== Passage provided ==

# Please Help Me Understand



## kimbo (13/8/14)

I know i am most probably getting stoned for asking this but here goes ..
What makes the Reo so Above all?
Is it because it is bottom fed? Can someone please explain to me
Why i am asking is i wanna make a wooden box mod for myself, i was thinking to make it bottom fed and get a Reo Upgrade Kit from @Oupa and have some RBD modded
I know it is not a Reo but what is different

Reactions: Like 1


----------



## Yiannaki (13/8/14)

@kimbo, here are some quotes I pulled for you from the Reo Basics thread



Silver said:


> Hi @crack2483 - I know where you are coming from since I was asking the same questions.
> 
> I think I may be able to help you to understand
> 
> ...







Alex said:


> REOnot: People who have no REOs, desire no REOs
> REOnaught: People who desire REOs yet have no REOs
> REOnaut: People who have REOs
> REOnuts-people who have 30 REOs!!!
> ...

Reactions: Thanks 1


----------



## Alex (13/8/14)

kimbo said:


> what is different


 
Not much, you can easily make the same thing yourself. If you have the time.

Reactions: Like 1 | Agree 1 | Thanks 1


----------



## MurderDoll (13/8/14)

Its something you can't explain. 
You know it when you have it but can't explain it. 

Kinda like love. Except its REO. 

There are other bottom fed unit out there. But they don't compare. Maybe its the simplicity that makes it so complex? 
Like love. REO is love.

Reactions: Agree 1 | Thanks 1


----------



## Alex (13/8/14)

http://www.esigarettanews.com/box-mods-trend-passion-goal-or-future/

Reactions: Winner 1 | Thanks 1


----------



## kimbo (13/8/14)

Alex said:


> http://www.esigarettanews.com/box-mods-trend-passion-goal-or-future/


 

Thank you for the link @Alex

Thank you all for explaining and not stoning me


----------



## Alex (13/8/14)

kimbo said:


> Thank you for the link @Alex
> 
> Thank you all for explaining and not stoning me


 
No problem bro, I plan to make my own personal squonker one of these days, there is really nothing complicated about it. Just a 510 connection that's modded for bottom feed.

===
== Material provided ==

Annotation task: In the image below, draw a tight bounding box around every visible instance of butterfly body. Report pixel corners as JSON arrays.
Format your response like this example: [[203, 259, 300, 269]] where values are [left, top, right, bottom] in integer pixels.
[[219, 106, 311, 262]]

===

* Objectives:
1. In the Reo thread, reproduce the part that opens with the words containing "I know i am" and closes with "## Yiannaki (13/8/14)", swapping "wooden" for "aluminum".
2. Which REO-based coinages does the Reo thread define for kinds of people?

* Worked solutions:
1.
I know i am most probably getting stoned for asking this but here goes ..
What makes the Reo so Above all?
Is it because it is bottom fed? Can someone please explain to me
Why i am asking is i wanna make a aluminum box mod for myself, i was thinking to make it bottom fed and get a Reo Upgrade Kit from @Oupa and have some RBD modded
I know it is not a Reo but what is different

Reactions: Like 1


----------



## Yiannaki (13/8/14)

2. REOnot, REOnaught, REOnaut, REOnuts